═════ Okuma parçası ═════

Resmi belgede sahtecilik - Yargıtay 21. Ceza Dairesi 2015/5541 Esas 2016/5340 Karar Sayılı İlamı

Abaküs Yazılım
21. Ceza Dairesi
Esas No: 2015/5541
Karar No: 2016/5340

Resmi belgede sahtecilik - Yargıtay 21. Ceza Dairesi 2015/5541 Esas 2016/5340 Karar Sayılı İlamı

     Özet:

Asliye Ceza Mahkemesi tarafından verilen 2015/5541 E. ve 2016/5340 K. sayılı kararda, sahte belge kullanımından dolayı sanıkların mahkum olduğu belirtiliyor. Kararda, sahtecilik suçunun objektif olarak saptanması gerektiği vurgulanarak, belgede aldatma yeteneğinin bulunup bulunmadığı takdirin mahkemeye ait olduğu ifade ediliyor. Çeklerin duruşmada incelenmediği belirtilerek, iğfal kabiliyetlerinin bulunup bulunmadığının araştırılması gerektiği belirtiliyor. Dosya arasında bulunan adli sicil kaydından tekerrüre esas sabıkası bulunduğu anlaşılan sanık hakkında TCK'nun 58. maddesinin uygulanmamasının yasaya aykırı olduğu belirtiliyor. 2014/140 Esas ve 2015/85 Karar sayılı iptal kararının TCK'nin 53. maddesine ilişkin olduğu ve yayımlandığı tarih gözetilerek, kararın bozulduğu açıklanıyor. Kararın bozulması gerektiği sonucuna varıldığı ve hükümlerin 5320 sayılı Yasanın 8/1. maddesi gereğince uygulanması gereken 1412 sayılı CMUK'nun 321. maddesi uyarınca istem gibi BOZULMASINA, sanık yönünden tekerrür uygulaması itibariyle kazanılmış hakkın saklı tutulmasına karar verilmiştir. Kararda, 5237 sayılı TCK'nin 58. maddesi ile TCK'nin 53. maddesine ilişkin açıklamalar yapılıyor.

═════ Veri bölümü ═════

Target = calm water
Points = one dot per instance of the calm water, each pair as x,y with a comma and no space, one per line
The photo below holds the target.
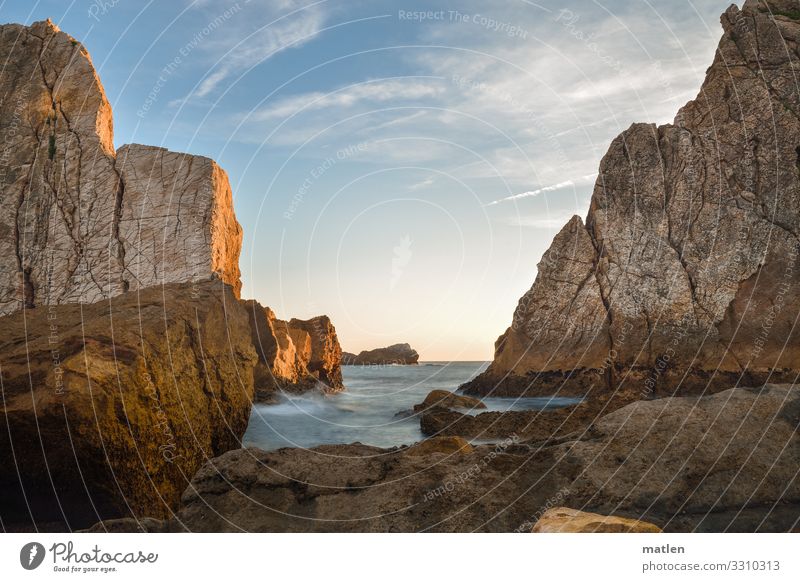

═════

### Yazılı görev
Okuma parçasına göre duruşmada hangi belgeler incelenmemiş? Satırların okuma parçasıyla hiçbir ilgisi yok.

### Beklenen cevap
Çekler duruşmada incelenmemiş.